EXERCISE DETAILS:
Below are records; reproduce exactly the lines from the one containing "Each instance receives exactly one keypoint. Tag the muddy" through the end, both included, and only those.

SOURCE RECORDS:
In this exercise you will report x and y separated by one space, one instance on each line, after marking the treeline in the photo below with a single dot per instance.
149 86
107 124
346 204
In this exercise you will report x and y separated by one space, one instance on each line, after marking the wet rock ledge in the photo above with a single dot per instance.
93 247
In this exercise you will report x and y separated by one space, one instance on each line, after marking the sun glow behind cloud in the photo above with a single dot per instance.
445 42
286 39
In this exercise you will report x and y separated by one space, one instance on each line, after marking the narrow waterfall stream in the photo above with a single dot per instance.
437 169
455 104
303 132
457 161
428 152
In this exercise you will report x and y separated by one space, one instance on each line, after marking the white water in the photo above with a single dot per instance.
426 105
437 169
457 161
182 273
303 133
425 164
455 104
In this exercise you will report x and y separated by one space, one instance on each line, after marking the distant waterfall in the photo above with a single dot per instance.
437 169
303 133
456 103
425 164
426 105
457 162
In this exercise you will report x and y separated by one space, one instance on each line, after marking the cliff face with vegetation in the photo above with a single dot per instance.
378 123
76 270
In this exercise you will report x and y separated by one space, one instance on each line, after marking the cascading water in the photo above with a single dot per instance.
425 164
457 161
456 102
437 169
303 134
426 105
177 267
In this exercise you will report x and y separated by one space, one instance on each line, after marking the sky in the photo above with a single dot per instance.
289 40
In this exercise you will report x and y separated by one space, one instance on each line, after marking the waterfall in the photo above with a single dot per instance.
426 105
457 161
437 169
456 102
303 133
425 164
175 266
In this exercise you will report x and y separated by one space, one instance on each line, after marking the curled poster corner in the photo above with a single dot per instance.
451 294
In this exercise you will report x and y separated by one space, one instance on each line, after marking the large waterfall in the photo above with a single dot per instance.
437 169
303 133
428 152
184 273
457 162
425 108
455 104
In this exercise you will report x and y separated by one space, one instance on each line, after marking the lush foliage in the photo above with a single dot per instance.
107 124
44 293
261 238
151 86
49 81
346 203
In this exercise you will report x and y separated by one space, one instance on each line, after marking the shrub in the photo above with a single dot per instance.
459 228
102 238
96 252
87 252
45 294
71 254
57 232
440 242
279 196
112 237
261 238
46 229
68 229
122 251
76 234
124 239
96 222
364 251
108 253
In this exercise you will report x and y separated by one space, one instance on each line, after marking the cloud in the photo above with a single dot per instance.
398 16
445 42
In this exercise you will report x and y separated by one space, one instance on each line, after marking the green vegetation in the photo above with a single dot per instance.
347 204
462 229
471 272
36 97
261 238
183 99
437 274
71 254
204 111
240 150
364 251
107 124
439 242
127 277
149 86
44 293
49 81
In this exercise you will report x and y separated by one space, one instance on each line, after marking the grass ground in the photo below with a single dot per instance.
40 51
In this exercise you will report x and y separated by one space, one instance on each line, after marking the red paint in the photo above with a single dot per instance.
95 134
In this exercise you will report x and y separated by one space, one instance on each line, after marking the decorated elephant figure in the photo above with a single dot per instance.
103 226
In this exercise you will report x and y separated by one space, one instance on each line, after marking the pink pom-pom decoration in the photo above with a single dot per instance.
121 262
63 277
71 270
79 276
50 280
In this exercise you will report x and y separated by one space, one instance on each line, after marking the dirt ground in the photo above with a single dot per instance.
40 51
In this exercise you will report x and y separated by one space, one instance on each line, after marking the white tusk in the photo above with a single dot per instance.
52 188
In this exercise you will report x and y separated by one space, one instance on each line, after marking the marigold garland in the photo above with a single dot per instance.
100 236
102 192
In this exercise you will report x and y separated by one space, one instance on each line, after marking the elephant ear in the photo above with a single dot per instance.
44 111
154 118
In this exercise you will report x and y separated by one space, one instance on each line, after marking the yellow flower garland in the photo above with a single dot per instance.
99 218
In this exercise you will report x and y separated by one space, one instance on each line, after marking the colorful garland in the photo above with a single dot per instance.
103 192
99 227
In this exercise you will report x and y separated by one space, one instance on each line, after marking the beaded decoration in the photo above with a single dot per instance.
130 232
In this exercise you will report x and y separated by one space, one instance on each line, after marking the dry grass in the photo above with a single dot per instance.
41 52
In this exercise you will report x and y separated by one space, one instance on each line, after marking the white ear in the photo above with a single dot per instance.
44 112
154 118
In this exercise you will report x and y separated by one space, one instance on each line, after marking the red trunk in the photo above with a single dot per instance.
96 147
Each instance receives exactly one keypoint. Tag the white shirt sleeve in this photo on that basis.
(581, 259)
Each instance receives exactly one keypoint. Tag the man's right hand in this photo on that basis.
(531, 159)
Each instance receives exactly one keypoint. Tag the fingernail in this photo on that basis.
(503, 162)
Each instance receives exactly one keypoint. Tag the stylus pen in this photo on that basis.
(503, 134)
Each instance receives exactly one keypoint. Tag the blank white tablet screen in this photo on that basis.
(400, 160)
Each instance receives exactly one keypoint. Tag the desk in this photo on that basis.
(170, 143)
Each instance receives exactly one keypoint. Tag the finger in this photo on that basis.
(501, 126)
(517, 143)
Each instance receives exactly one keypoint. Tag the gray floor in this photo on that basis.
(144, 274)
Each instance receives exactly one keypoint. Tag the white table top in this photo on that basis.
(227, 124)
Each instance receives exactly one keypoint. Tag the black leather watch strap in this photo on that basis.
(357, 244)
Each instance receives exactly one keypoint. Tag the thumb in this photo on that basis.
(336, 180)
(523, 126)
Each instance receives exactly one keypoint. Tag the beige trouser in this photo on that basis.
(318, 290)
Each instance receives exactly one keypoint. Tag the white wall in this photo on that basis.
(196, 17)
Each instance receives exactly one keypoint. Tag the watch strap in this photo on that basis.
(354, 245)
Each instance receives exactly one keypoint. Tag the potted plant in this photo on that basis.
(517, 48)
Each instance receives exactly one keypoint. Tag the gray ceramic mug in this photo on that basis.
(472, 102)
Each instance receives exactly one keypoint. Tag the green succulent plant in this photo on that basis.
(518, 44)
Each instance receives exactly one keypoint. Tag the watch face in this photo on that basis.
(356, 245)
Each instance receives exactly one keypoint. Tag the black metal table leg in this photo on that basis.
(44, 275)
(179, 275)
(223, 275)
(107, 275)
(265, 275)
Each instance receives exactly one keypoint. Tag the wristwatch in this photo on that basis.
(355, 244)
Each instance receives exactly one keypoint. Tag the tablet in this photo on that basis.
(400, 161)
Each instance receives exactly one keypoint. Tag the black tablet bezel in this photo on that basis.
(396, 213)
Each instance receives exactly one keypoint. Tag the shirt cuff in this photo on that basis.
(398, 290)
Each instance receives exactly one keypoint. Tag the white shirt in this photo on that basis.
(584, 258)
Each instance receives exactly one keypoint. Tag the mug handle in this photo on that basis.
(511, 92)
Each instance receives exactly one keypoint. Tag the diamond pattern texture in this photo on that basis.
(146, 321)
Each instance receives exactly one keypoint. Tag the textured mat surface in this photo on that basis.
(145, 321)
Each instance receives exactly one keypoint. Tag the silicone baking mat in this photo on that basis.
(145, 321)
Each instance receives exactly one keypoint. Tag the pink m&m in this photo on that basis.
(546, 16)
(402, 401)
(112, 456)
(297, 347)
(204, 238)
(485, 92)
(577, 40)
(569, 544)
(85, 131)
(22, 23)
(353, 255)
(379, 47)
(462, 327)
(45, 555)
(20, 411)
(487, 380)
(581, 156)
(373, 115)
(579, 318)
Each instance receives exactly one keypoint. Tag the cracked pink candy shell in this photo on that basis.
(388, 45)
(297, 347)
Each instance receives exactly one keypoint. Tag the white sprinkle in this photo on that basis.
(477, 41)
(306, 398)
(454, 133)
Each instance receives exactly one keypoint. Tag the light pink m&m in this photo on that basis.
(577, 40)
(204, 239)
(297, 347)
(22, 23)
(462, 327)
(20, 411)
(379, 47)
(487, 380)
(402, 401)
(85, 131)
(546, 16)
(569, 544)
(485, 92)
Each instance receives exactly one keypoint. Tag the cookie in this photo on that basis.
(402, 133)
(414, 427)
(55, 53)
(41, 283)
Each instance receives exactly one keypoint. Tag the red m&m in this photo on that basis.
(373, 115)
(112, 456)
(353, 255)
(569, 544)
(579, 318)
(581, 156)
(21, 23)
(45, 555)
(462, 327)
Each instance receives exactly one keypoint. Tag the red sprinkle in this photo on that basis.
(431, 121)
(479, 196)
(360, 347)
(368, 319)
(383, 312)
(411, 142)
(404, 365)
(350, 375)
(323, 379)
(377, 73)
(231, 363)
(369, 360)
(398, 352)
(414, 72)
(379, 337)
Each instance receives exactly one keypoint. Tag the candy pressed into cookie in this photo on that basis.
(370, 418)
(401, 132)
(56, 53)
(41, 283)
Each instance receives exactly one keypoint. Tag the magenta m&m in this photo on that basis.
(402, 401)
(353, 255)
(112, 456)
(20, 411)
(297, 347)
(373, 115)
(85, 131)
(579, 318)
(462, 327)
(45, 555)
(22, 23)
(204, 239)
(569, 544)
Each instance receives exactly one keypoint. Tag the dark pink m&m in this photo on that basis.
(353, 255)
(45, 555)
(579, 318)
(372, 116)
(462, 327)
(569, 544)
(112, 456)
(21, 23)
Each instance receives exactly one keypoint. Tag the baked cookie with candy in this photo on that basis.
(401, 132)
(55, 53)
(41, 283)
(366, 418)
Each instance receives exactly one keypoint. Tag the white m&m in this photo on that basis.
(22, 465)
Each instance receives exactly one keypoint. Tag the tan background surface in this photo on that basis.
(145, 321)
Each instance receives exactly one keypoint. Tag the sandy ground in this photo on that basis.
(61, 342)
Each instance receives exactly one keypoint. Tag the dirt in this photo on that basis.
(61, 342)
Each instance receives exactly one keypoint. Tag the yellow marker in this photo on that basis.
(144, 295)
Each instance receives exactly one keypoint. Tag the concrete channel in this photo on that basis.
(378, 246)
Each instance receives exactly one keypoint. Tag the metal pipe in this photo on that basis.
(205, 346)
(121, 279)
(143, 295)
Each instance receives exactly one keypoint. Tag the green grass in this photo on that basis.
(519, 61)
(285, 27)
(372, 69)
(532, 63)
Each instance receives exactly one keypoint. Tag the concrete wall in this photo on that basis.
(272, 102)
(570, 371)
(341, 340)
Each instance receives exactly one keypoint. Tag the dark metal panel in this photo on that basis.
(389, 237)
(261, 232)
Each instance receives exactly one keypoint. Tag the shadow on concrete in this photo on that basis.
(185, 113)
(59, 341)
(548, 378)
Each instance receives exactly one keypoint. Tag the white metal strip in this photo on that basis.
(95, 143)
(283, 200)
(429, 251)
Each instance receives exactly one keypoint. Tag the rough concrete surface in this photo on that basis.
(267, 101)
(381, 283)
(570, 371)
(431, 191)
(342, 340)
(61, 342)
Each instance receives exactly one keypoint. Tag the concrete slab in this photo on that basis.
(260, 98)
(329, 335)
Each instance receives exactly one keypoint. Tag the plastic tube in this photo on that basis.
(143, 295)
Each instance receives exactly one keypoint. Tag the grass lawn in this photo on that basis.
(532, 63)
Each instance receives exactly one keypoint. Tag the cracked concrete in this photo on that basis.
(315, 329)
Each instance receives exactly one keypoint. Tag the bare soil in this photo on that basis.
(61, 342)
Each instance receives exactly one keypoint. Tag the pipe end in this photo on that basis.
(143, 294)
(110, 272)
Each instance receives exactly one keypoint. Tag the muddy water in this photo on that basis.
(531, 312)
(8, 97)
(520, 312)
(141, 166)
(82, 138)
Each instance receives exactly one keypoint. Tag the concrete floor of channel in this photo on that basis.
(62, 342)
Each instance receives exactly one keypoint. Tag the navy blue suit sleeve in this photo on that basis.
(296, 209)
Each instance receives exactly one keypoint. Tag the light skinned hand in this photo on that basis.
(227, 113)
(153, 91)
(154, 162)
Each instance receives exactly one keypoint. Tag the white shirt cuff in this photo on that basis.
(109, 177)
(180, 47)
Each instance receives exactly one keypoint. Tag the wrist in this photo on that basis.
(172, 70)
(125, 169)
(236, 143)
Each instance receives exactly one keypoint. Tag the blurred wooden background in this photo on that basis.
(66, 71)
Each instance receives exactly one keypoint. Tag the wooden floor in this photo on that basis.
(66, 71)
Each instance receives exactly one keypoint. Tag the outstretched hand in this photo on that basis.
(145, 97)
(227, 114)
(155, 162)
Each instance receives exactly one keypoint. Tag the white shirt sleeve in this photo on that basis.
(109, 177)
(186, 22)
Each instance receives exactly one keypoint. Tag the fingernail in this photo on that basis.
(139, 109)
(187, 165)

FINISHED TASK:
Each instance receives exactly one keypoint. Tag the muddy water in this photo on that basis.
(531, 312)
(8, 97)
(520, 312)
(141, 166)
(82, 138)
Each instance receives exactly one keypoint. Tag the concrete floor of channel in this photo on that basis.
(62, 342)
Each instance receives exactly one keypoint. Tag the navy blue suit sleeve in this photo on that basis.
(296, 209)
Each instance receives exactly one keypoint. Tag the light skinned hand in this photo on that basis.
(227, 113)
(153, 91)
(154, 162)
Each instance receives exactly one keypoint. Tag the white shirt cuff in this photo on that basis.
(109, 177)
(180, 47)
Each instance receives exactly one keypoint. Tag the wrist in this photo on that basis.
(172, 70)
(125, 169)
(236, 143)
Each instance receives exactly one keypoint. Tag the blurred wooden background in this photo on that basis.
(66, 71)
Each instance receives exactly one keypoint. Tag the wooden floor in this photo on that basis.
(66, 71)
Each instance receives exactly one keypoint. Tag the outstretched hand in this photo on that basis.
(145, 97)
(227, 114)
(155, 162)
Each instance receives exactly one keypoint. Tag the white shirt sleeve in this photo on that basis.
(109, 177)
(186, 22)
Each instance receives exactly one keypoint. Tag the fingernail in this photo on that basis.
(139, 109)
(187, 165)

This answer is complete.